* [Excerpted text]
☆ ☆ ☆ ☆
Olof Idevall-Hagren says: ”Most cells in the human body are equipped with a primary cilium. This small protrusion function as an antenna that senses changes in the environment and transmit this to the cell body. Defects in primary cilia is the underlying cause of ciliophaties, a group of diseases characterized by diabetes-like symptoms. If there are direct connections between cilia function and diabetes is not known. We have developed tools that enable visualization of activity within primary cilia of insulin-secreting cells and found that these structures are engaged under conditions that modulate insulin secretion. Olof Idevall Hagren will now use these techniques together with methods that suppress or amplify this activity and determine the importance of primary cilia for insulin production and secretion. Our hypothesis is that these antennae coordinate different responses, e.g. insulin secretion, between cells and that defects in cilia function will have a negative impact on these responses and contribute to diabetes.”

Nicolai Wewer Albrechtsen

In this project Nicolai Albrechtsen aim to understand how the human liver ‘works’ when we eat and which biochemical systems within the liver that are impaired in obese individuals and patients with liver diseases. By bridging an advanced clinical setup in humans to state-of-the-art biochemical techniques such as mass-spectrometry and machine learning the goal is to provide the first ‘postprandial human liver atlas’. Evaluating liver profiles of healthy compared to those with liver disease may guide us to a new understanding of how the human liver works and thereby also aid in the identification of new drug targets for liver diseases.

Nicolai Albrechtsen says: “Overload of nutrients and sedentary life predisposes to obesity and liver diseases. Every time we eat, thousands of biochemical processes are activated in order to help our body digest carbohydrates, proteins and fat. The liver is of particular importance for such as it filters and regulates the amount and type of nutrients that reaches our organs”.
☆ ☆ ☆ ☆
* [Supplied records]

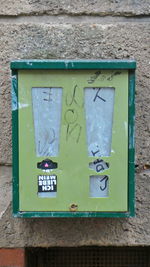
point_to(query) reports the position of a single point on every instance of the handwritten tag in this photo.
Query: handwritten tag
(47, 107)
(99, 106)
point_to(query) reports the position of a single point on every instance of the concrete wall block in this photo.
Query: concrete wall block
(89, 7)
(43, 41)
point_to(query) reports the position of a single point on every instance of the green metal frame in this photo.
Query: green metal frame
(74, 64)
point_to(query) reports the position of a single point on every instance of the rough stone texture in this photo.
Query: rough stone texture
(79, 41)
(78, 7)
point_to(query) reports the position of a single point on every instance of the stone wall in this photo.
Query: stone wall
(81, 29)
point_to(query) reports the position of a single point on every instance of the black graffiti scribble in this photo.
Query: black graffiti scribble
(97, 95)
(105, 178)
(71, 129)
(73, 97)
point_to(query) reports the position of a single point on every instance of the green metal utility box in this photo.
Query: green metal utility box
(73, 138)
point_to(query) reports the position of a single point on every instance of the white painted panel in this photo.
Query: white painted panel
(99, 186)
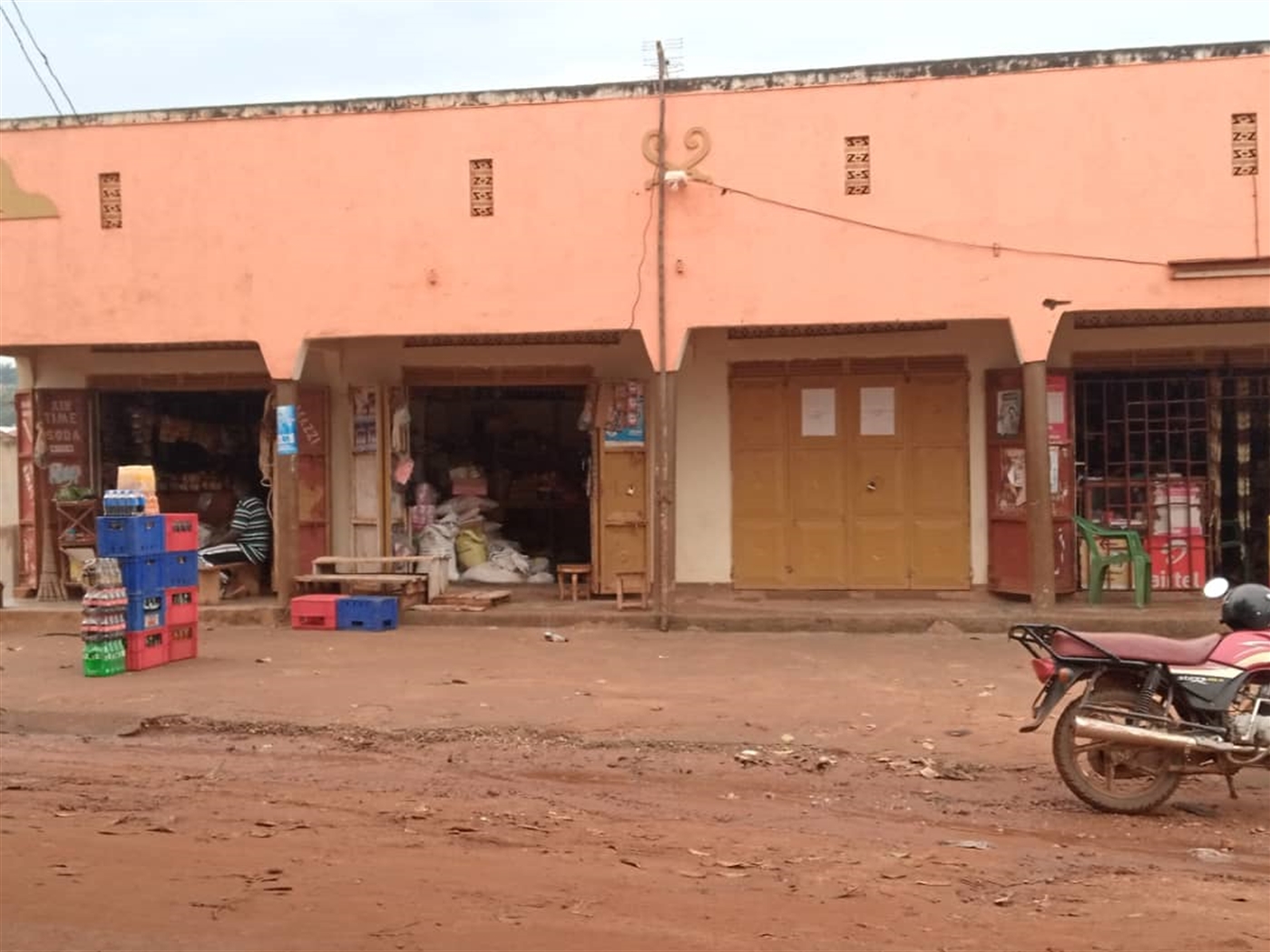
☆ ☆ ☆ ☆
* [Exercise set]
1. List the three kinds of nutrients that, according to the research summary, the body digests every time we eat.
2. According to the research summary, what does the liver project aim to provide?
The rows above are taken from a different source than the research summary.

* [Numbered responses]
1. Carbohydrates, proteins and fat.

2. The first "postprandial human liver atlas."